#### EXERCISE
In the license agreement below, in what format may the customer request that the information in Viewable Accounts be sent?

#### TEXT SEGMENT
(begin)
NurseBackpack.com Business (Enterprise) License Agreement
This is a legal agreement (“Agreement”) between the customer (“You”) and Nurse Backpack, LLC a Delaware limited liability company, (“Company”), for the use of the document (“Document”) management application available at www.nursebackpack.com (the “Service”) to provide nurses, nursing students and other healthcare personnel (“End Users”) access to the Service.
This License includes access to an administrative dashboard (“Dashboard”), through which You may track downloads of the Service, view the use of the Service by End Users as set forth in Section 1(b) hereof to the extent you have paid for such access as set forth on the Order Form attached hereto (“Viewable Accounts”), and request that the information available to You in such Viewable Accounts be sent to you in PDF format.
This License further includes the right to have Your company name and logo (“Logo”) appear on the home page or mobile application of the Service as viewed by Your End Users; provided, however, that upon You delivering Your Logo to Company, You grant to Company a non-exclusive limited right to display Your Logo on the Service for the purposes stated herein, and Company agrees to update or modify Your Logo on the Service as instructed by You within a reasonable time after receiving instructions and an updated or modified Logo from You.
Upload and manage their own Documents, which shall be viewable by You through the Dashboard;
Change or update their personal information within their account, which shall be viewable by You.
(end)
#### STORED ROWS
(begin)
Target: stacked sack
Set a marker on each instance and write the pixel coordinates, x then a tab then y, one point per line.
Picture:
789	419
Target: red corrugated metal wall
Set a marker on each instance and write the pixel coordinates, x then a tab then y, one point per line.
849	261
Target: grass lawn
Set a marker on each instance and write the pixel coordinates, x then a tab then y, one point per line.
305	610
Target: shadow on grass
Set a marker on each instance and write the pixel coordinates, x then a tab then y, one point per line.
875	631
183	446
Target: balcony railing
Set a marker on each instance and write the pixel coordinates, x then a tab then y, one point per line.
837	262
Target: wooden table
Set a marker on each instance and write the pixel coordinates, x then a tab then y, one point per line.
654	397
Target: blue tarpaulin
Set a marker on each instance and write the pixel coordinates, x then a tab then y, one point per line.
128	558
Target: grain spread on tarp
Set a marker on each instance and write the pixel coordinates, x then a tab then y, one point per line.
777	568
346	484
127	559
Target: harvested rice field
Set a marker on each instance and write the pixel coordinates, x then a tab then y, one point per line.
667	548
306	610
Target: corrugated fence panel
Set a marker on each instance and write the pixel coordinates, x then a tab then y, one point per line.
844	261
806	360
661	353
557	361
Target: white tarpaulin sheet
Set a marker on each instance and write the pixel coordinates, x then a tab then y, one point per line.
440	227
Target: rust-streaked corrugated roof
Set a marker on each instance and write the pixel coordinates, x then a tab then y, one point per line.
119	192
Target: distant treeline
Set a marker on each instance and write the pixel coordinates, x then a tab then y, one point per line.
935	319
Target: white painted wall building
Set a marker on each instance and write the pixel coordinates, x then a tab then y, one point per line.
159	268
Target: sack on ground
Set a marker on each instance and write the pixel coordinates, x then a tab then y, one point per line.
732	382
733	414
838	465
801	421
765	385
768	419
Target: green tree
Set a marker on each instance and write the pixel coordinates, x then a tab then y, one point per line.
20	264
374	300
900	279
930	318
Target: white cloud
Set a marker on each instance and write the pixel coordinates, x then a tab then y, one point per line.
(end)
#### ANSWER
PDF format.